Could the lines from the one with "For the evaluation, point out each instance of the sidewalk" through the end of the listing be restated exactly, with nothing else included?

※

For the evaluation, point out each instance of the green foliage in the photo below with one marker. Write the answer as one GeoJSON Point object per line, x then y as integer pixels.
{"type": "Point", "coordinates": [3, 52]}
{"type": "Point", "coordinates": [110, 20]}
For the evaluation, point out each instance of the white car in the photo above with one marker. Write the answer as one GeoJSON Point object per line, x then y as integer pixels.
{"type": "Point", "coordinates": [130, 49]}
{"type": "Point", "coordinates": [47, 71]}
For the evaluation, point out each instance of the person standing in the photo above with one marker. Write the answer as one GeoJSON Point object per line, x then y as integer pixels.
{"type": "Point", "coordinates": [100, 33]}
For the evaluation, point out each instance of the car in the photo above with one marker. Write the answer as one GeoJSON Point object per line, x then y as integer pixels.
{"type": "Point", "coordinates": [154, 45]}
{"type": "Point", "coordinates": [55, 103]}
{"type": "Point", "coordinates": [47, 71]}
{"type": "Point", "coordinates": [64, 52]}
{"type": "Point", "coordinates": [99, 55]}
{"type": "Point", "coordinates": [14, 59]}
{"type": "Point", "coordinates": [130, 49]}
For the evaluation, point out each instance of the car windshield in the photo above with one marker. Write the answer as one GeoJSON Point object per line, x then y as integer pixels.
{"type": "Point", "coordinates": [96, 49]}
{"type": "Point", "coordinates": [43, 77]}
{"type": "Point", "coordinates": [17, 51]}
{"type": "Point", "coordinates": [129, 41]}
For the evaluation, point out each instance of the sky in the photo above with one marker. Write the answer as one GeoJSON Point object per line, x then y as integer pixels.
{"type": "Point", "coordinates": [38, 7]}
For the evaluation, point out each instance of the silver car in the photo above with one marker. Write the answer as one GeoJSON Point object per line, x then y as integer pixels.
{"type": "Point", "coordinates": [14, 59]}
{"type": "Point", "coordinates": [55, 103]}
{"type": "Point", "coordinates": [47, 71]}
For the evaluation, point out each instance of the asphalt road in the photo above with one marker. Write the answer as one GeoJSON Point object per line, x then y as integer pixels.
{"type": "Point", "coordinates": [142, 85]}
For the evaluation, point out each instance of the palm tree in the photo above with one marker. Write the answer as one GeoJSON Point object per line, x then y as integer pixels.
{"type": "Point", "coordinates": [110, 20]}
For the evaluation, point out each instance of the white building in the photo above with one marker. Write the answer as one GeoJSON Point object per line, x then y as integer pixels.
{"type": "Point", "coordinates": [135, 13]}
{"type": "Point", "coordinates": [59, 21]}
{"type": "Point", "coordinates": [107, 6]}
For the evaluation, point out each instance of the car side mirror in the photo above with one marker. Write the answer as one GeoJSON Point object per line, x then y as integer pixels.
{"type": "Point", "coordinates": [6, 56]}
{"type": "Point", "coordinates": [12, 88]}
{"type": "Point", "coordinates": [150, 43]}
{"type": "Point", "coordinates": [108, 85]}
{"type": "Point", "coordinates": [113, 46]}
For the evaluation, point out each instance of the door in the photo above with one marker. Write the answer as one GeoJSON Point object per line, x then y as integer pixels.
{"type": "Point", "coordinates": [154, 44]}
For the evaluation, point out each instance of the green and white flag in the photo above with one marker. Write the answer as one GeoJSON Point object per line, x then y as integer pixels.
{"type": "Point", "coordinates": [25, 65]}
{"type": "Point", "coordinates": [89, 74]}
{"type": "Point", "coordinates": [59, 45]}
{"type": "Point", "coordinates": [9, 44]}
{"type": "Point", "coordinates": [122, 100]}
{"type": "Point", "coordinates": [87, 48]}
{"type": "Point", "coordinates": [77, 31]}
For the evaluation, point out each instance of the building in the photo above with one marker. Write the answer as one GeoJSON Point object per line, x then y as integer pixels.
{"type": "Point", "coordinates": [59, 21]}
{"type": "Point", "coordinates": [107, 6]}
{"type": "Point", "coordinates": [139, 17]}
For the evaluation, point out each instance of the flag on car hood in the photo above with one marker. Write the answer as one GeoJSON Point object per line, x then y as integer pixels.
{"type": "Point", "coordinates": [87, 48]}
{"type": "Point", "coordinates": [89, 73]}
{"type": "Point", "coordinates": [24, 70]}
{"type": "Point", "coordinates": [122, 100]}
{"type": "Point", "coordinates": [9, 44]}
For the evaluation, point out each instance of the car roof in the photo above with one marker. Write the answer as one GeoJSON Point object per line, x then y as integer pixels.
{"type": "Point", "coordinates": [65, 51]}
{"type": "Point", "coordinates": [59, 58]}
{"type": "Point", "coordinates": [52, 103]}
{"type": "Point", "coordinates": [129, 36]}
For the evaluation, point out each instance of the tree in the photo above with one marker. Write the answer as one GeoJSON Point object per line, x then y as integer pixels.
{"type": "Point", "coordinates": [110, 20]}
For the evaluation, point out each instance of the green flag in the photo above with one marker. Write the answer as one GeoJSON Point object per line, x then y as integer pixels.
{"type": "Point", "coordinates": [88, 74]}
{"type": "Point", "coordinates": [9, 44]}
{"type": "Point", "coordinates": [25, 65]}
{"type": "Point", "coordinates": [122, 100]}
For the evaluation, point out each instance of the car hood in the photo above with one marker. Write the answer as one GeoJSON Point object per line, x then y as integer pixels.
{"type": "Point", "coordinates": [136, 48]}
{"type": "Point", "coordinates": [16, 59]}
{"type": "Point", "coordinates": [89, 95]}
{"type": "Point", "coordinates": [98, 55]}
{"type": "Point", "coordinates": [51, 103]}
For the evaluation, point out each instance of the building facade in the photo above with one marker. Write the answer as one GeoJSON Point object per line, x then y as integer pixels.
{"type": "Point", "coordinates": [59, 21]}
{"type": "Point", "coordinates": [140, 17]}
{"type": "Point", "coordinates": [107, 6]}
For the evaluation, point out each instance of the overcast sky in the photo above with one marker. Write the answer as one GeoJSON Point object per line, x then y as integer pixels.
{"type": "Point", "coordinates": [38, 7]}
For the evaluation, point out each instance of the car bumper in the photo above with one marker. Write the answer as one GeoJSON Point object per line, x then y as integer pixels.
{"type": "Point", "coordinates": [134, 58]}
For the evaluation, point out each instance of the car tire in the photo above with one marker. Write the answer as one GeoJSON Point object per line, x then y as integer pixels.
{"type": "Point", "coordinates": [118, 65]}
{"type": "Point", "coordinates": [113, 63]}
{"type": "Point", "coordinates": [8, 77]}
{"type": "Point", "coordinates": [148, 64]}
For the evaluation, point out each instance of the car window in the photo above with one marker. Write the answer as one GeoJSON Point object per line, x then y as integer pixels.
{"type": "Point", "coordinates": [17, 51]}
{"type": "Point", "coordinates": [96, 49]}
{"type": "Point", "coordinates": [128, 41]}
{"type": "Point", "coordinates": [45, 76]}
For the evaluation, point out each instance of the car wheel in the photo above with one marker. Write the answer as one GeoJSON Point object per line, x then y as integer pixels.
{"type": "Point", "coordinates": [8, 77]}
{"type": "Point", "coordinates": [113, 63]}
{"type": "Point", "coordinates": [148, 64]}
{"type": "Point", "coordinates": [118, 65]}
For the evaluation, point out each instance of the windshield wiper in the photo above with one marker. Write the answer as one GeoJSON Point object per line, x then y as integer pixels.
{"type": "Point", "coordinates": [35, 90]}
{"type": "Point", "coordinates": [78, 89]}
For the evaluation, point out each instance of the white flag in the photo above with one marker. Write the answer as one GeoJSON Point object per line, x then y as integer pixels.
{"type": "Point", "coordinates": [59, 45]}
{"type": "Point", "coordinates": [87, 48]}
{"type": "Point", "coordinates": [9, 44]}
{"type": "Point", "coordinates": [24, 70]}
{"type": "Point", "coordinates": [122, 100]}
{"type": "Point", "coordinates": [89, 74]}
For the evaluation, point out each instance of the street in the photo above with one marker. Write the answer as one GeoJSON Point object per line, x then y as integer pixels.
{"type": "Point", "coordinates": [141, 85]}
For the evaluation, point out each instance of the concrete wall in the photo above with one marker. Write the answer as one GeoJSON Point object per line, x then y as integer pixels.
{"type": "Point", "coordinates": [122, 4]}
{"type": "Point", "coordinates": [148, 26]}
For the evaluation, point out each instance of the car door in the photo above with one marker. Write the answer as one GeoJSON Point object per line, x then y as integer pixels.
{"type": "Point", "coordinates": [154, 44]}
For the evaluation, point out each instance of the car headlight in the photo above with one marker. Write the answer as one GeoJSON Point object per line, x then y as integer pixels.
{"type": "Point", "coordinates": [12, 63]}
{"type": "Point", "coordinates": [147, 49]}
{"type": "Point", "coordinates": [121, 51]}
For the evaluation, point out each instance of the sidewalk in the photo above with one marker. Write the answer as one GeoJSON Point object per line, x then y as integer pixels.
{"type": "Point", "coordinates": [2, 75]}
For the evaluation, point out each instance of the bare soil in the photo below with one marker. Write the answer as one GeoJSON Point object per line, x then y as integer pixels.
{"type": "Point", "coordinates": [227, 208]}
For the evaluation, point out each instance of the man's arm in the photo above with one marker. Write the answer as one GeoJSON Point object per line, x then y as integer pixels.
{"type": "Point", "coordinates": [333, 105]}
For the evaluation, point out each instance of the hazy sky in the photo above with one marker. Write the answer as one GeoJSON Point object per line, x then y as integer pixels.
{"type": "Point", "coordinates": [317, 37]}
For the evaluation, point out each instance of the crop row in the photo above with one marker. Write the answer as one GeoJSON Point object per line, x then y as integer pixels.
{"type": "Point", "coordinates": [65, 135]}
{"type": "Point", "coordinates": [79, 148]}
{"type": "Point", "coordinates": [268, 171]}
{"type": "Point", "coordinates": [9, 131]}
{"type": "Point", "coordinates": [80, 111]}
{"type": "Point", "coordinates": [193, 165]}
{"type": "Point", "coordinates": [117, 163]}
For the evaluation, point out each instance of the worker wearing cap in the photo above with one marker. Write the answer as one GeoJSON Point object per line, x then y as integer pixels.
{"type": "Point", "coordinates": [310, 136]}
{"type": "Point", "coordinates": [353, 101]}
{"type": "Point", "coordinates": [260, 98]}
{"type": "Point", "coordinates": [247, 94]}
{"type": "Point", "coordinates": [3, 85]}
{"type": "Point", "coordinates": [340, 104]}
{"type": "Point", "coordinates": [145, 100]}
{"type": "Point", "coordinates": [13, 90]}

※

Written solution
For the evaluation, point out each instance of the sidewalk in the photo above with one marker. Write the answer as one GeoJSON Point object per line, x then y as integer pixels.
{"type": "Point", "coordinates": [2, 75]}
For the evaluation, point out each instance of the bare soil in the photo below with one marker. Write the answer as one GeoJSON Point object per line, x then y as integer pixels.
{"type": "Point", "coordinates": [227, 208]}
For the evaluation, point out each instance of the man's arm in the photo above with one marker. Write the answer as one GeoJSON Point object per line, x then y as integer pixels.
{"type": "Point", "coordinates": [333, 105]}
For the evaluation, point out each instance of the hazy sky in the photo above with one marker. Write the answer as one GeoJSON Point object per line, x then y as integer pixels.
{"type": "Point", "coordinates": [317, 37]}
For the evaluation, point out each instance of the crop row in the photo above with one marker. Write the answer as one GeoJSON Point object per line, x then y as integer pixels.
{"type": "Point", "coordinates": [65, 135]}
{"type": "Point", "coordinates": [79, 148]}
{"type": "Point", "coordinates": [268, 171]}
{"type": "Point", "coordinates": [9, 131]}
{"type": "Point", "coordinates": [80, 111]}
{"type": "Point", "coordinates": [193, 165]}
{"type": "Point", "coordinates": [117, 163]}
For the evaluation, point out each instance of the worker wearing cap in the photo above with one marker. Write the answer as one GeoJSON Point object per line, x then y as integer pixels.
{"type": "Point", "coordinates": [310, 136]}
{"type": "Point", "coordinates": [353, 101]}
{"type": "Point", "coordinates": [260, 98]}
{"type": "Point", "coordinates": [247, 94]}
{"type": "Point", "coordinates": [3, 85]}
{"type": "Point", "coordinates": [340, 104]}
{"type": "Point", "coordinates": [145, 100]}
{"type": "Point", "coordinates": [13, 90]}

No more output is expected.